Dataset records:
##########

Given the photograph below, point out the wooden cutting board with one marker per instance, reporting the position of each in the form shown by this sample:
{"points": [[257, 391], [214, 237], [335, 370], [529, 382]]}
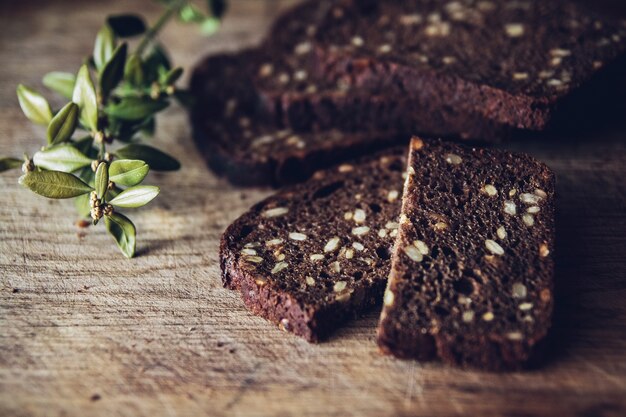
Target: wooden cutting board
{"points": [[84, 332]]}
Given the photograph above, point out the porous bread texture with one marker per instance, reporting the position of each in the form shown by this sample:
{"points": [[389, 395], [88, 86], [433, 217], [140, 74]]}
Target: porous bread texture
{"points": [[472, 268], [511, 62], [315, 254]]}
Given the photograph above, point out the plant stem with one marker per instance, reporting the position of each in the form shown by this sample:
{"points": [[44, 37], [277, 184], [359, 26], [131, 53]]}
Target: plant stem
{"points": [[154, 30]]}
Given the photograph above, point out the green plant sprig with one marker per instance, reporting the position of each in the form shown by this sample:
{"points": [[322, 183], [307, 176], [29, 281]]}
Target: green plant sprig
{"points": [[130, 88]]}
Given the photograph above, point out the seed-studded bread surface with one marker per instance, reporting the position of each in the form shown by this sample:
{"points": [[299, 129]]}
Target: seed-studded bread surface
{"points": [[242, 141], [317, 253], [509, 61], [472, 268], [291, 81]]}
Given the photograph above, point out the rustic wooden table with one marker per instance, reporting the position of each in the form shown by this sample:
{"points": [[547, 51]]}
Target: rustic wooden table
{"points": [[84, 332]]}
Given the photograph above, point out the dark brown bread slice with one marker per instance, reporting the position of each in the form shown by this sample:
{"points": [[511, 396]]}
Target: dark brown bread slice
{"points": [[290, 80], [511, 62], [317, 253], [240, 139], [472, 268]]}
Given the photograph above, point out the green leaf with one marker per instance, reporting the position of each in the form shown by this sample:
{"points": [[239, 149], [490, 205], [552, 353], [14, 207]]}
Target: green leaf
{"points": [[127, 25], [104, 47], [133, 70], [85, 96], [172, 76], [210, 26], [123, 231], [113, 70], [128, 172], [191, 14], [63, 124], [10, 163], [135, 108], [102, 179], [134, 197], [81, 203], [54, 184], [64, 158], [34, 105], [157, 160], [217, 7], [84, 145], [60, 82]]}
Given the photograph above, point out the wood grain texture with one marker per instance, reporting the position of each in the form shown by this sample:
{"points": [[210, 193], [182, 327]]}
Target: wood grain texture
{"points": [[84, 332]]}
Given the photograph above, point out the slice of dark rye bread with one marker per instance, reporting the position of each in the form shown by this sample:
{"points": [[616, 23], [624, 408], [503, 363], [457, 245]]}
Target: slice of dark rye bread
{"points": [[289, 78], [316, 254], [472, 268], [240, 139], [512, 62]]}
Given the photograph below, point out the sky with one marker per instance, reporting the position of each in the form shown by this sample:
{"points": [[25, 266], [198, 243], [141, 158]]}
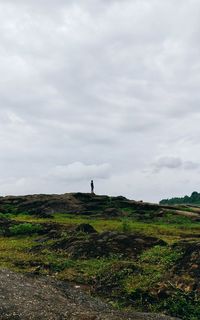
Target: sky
{"points": [[107, 90]]}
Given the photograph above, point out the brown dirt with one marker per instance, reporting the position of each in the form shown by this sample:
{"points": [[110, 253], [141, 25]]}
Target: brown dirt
{"points": [[30, 298]]}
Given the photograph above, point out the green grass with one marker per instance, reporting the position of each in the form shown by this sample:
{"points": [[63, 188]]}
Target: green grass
{"points": [[178, 227], [124, 282]]}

##########

Work required:
Rewrite the material, starting at the line that has "Given the photograph above, point out the slice" and continuing through the end, with "brown dirt" changed to "bare soil" and nothing else altered. Leave the pictures out.

Response to this task:
Given the photograph above, point out the slice of dark rye bread with one marker per instance, reporting the position of each in the form shown by this sample:
{"points": [[616, 23], [624, 408], [503, 363], [457, 245]]}
Target: slice of dark rye bread
{"points": [[289, 78], [316, 254], [472, 268], [240, 139], [512, 62]]}
Given the photograph below, point out the sky with one marker per instance, reporting the position of each in the form shown by this sample:
{"points": [[25, 266], [198, 243], [141, 158]]}
Target: sky
{"points": [[107, 90]]}
Given the photograph above, point out the bare soil with one marker per instance, reporting the position of each in the form shown by this sample:
{"points": [[110, 253], [141, 25]]}
Target: bare soil
{"points": [[30, 298]]}
Given the photograph above, point out the green grass with one marker per instance, reporting the position of each in the form shown by this sample:
{"points": [[63, 188]]}
Target: green grass
{"points": [[178, 227], [124, 282]]}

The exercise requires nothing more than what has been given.